>>>

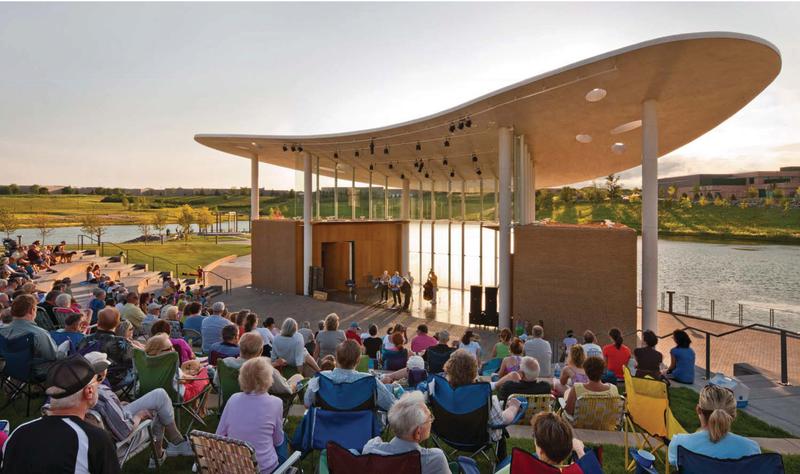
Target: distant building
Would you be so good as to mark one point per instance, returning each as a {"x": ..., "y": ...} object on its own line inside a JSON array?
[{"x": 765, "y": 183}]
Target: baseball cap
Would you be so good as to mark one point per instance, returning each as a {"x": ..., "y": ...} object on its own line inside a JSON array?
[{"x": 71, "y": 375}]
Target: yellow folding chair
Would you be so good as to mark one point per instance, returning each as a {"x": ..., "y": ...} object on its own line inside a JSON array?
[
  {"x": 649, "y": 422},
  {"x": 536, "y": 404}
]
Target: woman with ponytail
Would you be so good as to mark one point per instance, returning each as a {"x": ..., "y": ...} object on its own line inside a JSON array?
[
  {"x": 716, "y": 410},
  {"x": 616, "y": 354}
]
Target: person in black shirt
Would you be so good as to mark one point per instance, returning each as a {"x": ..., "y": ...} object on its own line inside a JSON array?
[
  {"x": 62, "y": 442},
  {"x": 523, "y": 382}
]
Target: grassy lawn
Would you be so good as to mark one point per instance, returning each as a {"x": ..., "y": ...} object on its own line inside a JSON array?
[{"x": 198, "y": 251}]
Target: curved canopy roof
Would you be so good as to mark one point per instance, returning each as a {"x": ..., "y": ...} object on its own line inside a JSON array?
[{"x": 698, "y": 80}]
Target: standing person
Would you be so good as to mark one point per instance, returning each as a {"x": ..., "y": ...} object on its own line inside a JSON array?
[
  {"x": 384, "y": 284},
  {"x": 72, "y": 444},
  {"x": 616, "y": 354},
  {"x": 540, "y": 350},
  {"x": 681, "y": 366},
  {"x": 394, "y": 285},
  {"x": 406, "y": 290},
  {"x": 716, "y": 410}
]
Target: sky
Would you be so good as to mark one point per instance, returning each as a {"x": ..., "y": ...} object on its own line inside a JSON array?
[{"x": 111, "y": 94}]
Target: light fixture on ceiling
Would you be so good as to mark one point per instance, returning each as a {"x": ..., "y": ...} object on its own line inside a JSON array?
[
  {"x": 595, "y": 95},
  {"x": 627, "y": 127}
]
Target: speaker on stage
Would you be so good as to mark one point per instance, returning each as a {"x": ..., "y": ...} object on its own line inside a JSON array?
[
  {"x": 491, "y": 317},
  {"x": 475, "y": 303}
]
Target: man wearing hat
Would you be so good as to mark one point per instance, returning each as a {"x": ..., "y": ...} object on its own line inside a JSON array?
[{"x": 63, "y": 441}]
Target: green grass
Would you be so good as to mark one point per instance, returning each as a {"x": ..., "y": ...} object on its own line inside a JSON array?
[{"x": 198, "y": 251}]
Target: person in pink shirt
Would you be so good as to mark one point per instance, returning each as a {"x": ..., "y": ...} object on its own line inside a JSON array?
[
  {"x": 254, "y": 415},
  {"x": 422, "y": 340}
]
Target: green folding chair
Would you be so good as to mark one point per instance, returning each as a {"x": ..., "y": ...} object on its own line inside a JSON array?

<<<
>>>

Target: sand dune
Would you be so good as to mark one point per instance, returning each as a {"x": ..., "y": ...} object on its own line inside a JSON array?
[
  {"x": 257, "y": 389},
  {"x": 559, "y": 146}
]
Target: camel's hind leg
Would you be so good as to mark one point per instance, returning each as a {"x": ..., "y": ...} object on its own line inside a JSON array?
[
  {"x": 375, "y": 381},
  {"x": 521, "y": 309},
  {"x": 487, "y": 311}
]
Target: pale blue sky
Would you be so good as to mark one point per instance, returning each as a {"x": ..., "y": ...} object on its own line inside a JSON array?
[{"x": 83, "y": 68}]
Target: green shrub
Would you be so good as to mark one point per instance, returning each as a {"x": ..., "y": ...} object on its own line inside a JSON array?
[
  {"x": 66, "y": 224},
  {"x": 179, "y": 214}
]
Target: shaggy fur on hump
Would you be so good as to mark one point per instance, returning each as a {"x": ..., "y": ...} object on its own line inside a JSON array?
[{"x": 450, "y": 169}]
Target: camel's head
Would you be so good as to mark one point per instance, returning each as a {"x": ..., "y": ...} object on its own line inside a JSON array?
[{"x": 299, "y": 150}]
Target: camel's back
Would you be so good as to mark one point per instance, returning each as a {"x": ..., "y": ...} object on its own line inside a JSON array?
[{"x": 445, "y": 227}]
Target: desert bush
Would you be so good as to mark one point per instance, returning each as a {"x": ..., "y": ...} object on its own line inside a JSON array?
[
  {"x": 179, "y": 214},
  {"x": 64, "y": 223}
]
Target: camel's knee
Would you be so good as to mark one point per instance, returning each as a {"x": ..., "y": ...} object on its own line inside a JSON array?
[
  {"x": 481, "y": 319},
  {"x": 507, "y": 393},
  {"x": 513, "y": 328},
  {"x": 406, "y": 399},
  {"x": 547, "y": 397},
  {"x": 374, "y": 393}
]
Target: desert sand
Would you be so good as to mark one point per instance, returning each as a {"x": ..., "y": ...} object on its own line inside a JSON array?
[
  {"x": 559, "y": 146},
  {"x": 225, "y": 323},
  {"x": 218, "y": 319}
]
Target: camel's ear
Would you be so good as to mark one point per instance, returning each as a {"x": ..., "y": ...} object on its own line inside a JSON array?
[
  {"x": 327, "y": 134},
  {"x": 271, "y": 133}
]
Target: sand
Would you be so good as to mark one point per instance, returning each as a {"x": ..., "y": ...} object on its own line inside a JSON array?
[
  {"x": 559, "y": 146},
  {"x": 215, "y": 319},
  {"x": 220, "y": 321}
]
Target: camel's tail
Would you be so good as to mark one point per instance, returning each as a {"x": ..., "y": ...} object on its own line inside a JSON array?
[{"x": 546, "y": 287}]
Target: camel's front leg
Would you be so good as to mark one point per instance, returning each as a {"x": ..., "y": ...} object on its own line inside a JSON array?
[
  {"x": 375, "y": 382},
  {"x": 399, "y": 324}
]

<<<

### [OBJECTIVE]
Can you return each line of the material above that contains the word "folding"? Case counts.

### [EXPECTED ANSWER]
Target: yellow folding chair
Target: green folding chair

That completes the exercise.